- Source information
────────────────────────────────────────

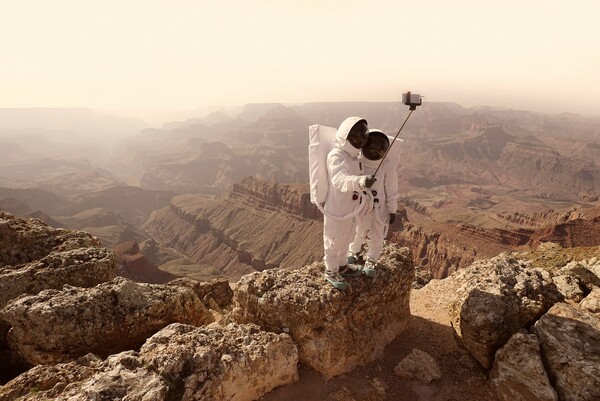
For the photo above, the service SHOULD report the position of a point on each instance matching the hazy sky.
(176, 54)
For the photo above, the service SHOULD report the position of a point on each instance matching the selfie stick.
(412, 101)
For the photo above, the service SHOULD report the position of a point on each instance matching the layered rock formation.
(133, 265)
(258, 226)
(326, 324)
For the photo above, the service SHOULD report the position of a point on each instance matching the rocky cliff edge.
(81, 343)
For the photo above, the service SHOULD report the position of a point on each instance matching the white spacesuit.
(374, 223)
(346, 184)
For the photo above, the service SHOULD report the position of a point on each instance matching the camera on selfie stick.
(412, 100)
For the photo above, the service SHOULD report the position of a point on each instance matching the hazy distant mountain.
(80, 120)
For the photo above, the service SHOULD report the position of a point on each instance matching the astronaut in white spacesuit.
(347, 182)
(374, 223)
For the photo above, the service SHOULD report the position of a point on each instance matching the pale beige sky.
(184, 54)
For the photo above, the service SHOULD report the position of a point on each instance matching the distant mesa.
(131, 264)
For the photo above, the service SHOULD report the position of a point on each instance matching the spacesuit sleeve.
(391, 187)
(339, 174)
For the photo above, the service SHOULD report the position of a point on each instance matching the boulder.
(180, 362)
(495, 299)
(577, 278)
(59, 325)
(49, 380)
(418, 365)
(518, 373)
(570, 342)
(81, 267)
(591, 303)
(335, 331)
(218, 290)
(23, 241)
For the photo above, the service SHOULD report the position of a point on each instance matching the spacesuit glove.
(369, 181)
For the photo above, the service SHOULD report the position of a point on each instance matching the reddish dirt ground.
(429, 330)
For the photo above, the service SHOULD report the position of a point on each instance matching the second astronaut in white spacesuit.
(347, 182)
(374, 223)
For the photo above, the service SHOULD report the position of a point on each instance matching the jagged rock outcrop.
(59, 325)
(519, 374)
(332, 329)
(180, 362)
(81, 267)
(133, 265)
(23, 241)
(570, 342)
(592, 302)
(239, 233)
(495, 299)
(215, 294)
(35, 257)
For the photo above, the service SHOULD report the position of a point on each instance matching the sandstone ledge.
(59, 325)
(335, 331)
(181, 362)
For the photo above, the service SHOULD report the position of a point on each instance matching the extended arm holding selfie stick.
(412, 101)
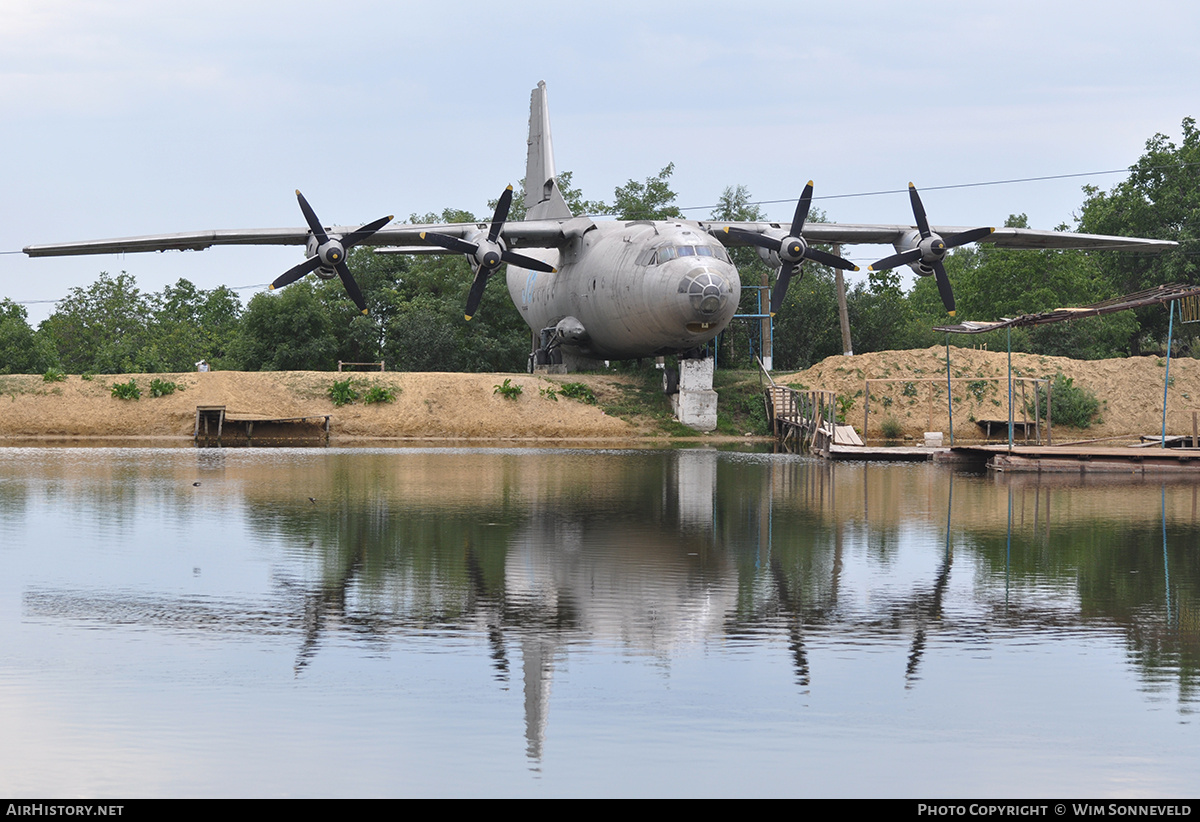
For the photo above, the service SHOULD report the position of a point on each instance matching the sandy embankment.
(466, 407)
(426, 406)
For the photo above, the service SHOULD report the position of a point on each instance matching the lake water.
(531, 622)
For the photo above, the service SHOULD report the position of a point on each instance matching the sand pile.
(1129, 390)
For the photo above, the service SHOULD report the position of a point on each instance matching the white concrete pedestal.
(695, 403)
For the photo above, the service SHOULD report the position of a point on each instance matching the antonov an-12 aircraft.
(595, 289)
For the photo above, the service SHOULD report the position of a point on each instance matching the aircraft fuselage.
(637, 289)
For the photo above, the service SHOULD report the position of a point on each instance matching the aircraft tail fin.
(543, 198)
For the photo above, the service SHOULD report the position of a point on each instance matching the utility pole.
(846, 348)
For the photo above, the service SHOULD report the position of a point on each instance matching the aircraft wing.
(532, 234)
(899, 235)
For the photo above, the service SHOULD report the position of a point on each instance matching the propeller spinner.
(929, 252)
(792, 250)
(487, 255)
(330, 253)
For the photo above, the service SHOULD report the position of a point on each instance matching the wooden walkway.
(808, 419)
(1083, 460)
(213, 421)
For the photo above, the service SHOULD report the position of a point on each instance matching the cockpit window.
(667, 253)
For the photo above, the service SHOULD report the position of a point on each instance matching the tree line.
(415, 319)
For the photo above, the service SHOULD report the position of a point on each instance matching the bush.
(379, 394)
(508, 389)
(342, 393)
(161, 388)
(129, 390)
(577, 391)
(1072, 406)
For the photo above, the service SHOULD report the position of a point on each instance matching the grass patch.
(129, 390)
(1073, 406)
(507, 389)
(342, 393)
(162, 388)
(891, 429)
(379, 394)
(577, 391)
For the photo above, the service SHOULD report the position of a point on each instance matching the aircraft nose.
(707, 291)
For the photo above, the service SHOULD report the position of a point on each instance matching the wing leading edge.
(532, 234)
(897, 235)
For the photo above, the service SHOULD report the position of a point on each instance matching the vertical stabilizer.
(543, 198)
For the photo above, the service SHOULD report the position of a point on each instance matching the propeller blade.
(449, 243)
(826, 258)
(359, 235)
(352, 287)
(523, 262)
(297, 271)
(903, 258)
(502, 215)
(918, 211)
(802, 210)
(477, 292)
(780, 292)
(310, 217)
(964, 238)
(943, 287)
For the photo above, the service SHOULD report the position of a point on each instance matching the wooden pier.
(808, 419)
(1081, 459)
(215, 425)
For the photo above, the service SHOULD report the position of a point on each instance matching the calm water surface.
(523, 622)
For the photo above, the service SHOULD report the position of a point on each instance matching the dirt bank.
(426, 406)
(467, 406)
(1129, 390)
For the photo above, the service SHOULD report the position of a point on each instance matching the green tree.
(991, 283)
(1159, 199)
(22, 349)
(286, 330)
(102, 328)
(571, 196)
(652, 199)
(190, 324)
(880, 315)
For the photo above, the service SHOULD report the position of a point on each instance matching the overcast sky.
(136, 118)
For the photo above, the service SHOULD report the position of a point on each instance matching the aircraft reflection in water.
(654, 552)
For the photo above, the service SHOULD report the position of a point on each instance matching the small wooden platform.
(1083, 460)
(215, 425)
(886, 454)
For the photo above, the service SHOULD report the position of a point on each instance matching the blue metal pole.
(1009, 331)
(1167, 377)
(949, 397)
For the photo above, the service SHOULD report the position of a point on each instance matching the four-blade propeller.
(792, 250)
(487, 255)
(330, 253)
(929, 252)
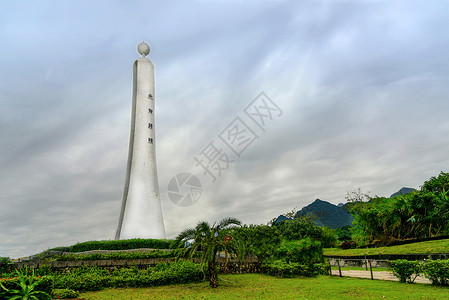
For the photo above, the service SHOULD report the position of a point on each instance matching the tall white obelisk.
(141, 213)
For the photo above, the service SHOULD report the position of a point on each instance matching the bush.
(118, 245)
(305, 251)
(437, 271)
(280, 268)
(119, 255)
(304, 227)
(406, 270)
(94, 278)
(348, 245)
(64, 294)
(5, 264)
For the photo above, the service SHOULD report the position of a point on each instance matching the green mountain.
(327, 214)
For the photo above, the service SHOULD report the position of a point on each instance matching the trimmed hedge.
(119, 255)
(281, 269)
(117, 245)
(437, 271)
(5, 264)
(94, 278)
(46, 283)
(64, 294)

────────────────────────────────────────

- What you are asked to do
Keep the pictures out and print all the records exactly as they are.

- Task response
For the photo above, the service SHOULD report the position of a point on each instance matching the hazy sky.
(176, 54)
For the photo above, the service SHOULD report the position of a point on each instance matching the selfie stick.
(412, 101)
For the photo above, the service SHOULD report the position of a point on each instance matching the layered rock formation.
(133, 265)
(258, 226)
(326, 324)
For the photo above, the service SHOULD report the position of a point on each instance matching the rocky cliff edge.
(81, 343)
For the photo above, the service SHOULD report the position of a point on each instance matching the white spacesuit.
(374, 223)
(346, 184)
For the photo above, the service SHOULD report the position of a point on each instance matching the camera on selfie stick.
(412, 100)
For the photo above, the service SHOULD report the position of a point on each instance matching the hazy distant mountain.
(80, 120)
For the photo above, the service SHOULD report the position of a point on each instance matching the astronaut in white spacesuit.
(347, 182)
(374, 223)
For the photo above, the service SHOULD report the position of a point on each instance matching the pale beige sky.
(184, 54)
For the photo above, the service SHOULD report the position of a point on each instance matching the distant mesa.
(131, 264)
For the photo above, the service SHOULD report the position of a point on each instance matching the spacesuit sleeve.
(391, 187)
(339, 174)
For the photo above, the service SHOULD report the position of a point on each instance matching the boulder.
(180, 362)
(495, 299)
(577, 278)
(59, 325)
(49, 380)
(418, 365)
(518, 373)
(570, 342)
(81, 267)
(591, 303)
(335, 331)
(218, 290)
(23, 241)
For the photo above, the service SHOULD report the position of a point on each instance matching the spacesuit glove.
(369, 181)
For the photo above, the service SHOULD report the position of a point on each instance matching the reddish dirt ground.
(429, 330)
For the photo above, the service SHOULD report the position of a point on each instance matching the second astronaut in white spacesuit.
(347, 182)
(374, 223)
For the photo above, the service SHOULD report the position of a point on each instance matching the jagged rock outcrop.
(59, 325)
(519, 374)
(332, 329)
(180, 362)
(81, 267)
(133, 265)
(23, 241)
(570, 342)
(592, 302)
(239, 233)
(495, 299)
(215, 294)
(35, 257)
For the photo above, the service SHOULD report the position of a point on each instance matching the sandstone ledge.
(59, 325)
(335, 331)
(181, 362)
For the photo above, the service SHOULD report the position of a point on each instance matching the extended arm holding selfie stick.
(412, 101)
For the photo above, the service SHOULD report the position of a point on each instance matching the sandy embankment.
(466, 407)
(426, 406)
For the photo above, the service SHOULD report the position of a point on each instance matching the lake water.
(531, 622)
For the photo above, the service SHOULD report the position of a point on each instance matching the sand pile.
(1129, 390)
For the photo above, the service SHOULD report the position of a point on each instance matching the white concrete pedestal.
(695, 403)
For the photo above, the service SHOULD report the position of a point on each instance matching the antonov an-12 aircraft.
(595, 289)
For the photo above, the service SHOULD report the position of a point on each instance matching the aircraft fuselage.
(637, 289)
For the photo above, the service SHOULD report the position of a point on each instance matching the aircraft tail fin.
(543, 198)
For the photo above, the service SHOULD report the position of a point on each instance matching the utility pole.
(846, 348)
For the photo above, the service SHOULD report the position of a point on each instance matching the aircraft wing.
(532, 234)
(899, 235)
For the photo above, the service SHOULD report the position of a point on each instance matching the propeller spinner.
(929, 252)
(792, 250)
(487, 255)
(330, 253)
For the photo above, the service SHOULD report the position of a point on each instance matching the wooden walkway.
(808, 419)
(1083, 460)
(213, 421)
For the photo above, the service SHOULD report the position of a point on each instance matching the cockpit window.
(667, 253)
For the photo above, the service SHOULD report the position of a point on each instance matching the tree line.
(415, 319)
For the photo above, the service SHOULD report the position of a point on each instance matching the bush.
(379, 394)
(508, 389)
(342, 393)
(161, 388)
(129, 390)
(577, 391)
(1072, 406)
For the photo above, the service SHOULD report the position of a point on each instance matching the grass patch.
(129, 390)
(1073, 406)
(507, 389)
(342, 393)
(162, 388)
(891, 429)
(379, 394)
(577, 391)
For the photo above, the service SHOULD report the position of a point on each instance matching the aircraft nose.
(707, 291)
For the photo above, the service SHOULD report the position of a point on each instance matching the wing leading edge.
(532, 234)
(897, 235)
For the photo above, the service SHOULD report the position of a point on each instance matching the vertical stabilizer.
(543, 198)
For the photo above, the service SHOULD report the position of a point on each instance matching the propeller blade.
(449, 243)
(826, 258)
(359, 235)
(352, 287)
(523, 262)
(297, 271)
(903, 258)
(502, 215)
(918, 211)
(802, 210)
(477, 292)
(780, 292)
(310, 217)
(964, 238)
(943, 287)
For the photo above, the service SHOULD report the position of a point on each instance matching the wooden pier.
(808, 419)
(1081, 459)
(215, 425)
For the photo above, the service SHOULD report the position of a point on each instance matching the calm water surface.
(523, 622)
For the photo above, the service SHOULD report the position of a point on each instance matching the dirt bank.
(426, 406)
(467, 406)
(1129, 390)
For the photo above, the service SHOULD report the position of a point on each instance matching the green tree.
(991, 283)
(1159, 199)
(22, 349)
(286, 330)
(102, 328)
(571, 196)
(652, 199)
(190, 324)
(880, 315)
For the photo above, the service SHOULD report the position of a point on each instance matching the overcast sky.
(136, 118)
For the photo above, the service SHOULD report the position of a point on each instance matching the aircraft reflection in water.
(654, 552)
For the photo above, the service SHOULD report the position of a point on each instance matching the small wooden platform.
(1083, 460)
(215, 425)
(886, 454)
For the photo above, the service SHOULD report the position of a point on each instance matching the blue metal pole.
(1009, 331)
(1167, 377)
(949, 397)
For the photo above, the service SHOULD report the position of a point on each instance matching the four-blade propeller.
(792, 250)
(487, 255)
(330, 253)
(929, 252)
For the photo above, the service SHOULD report the position of a point on each instance matching the tall white obelisk.
(141, 213)
For the photo above, the service SHOULD report the position of a point on each instance matching the bush.
(118, 245)
(305, 251)
(437, 271)
(280, 268)
(119, 255)
(304, 227)
(406, 270)
(94, 278)
(348, 245)
(64, 294)
(5, 264)
For the photo above, the service SHOULD report the position of a point on each instance matching the green mountain.
(327, 214)
For the photo above, the service SHOULD report the position of a point on each instance matching the trimmed hedge.
(119, 255)
(281, 269)
(117, 245)
(437, 271)
(5, 264)
(94, 278)
(46, 283)
(64, 294)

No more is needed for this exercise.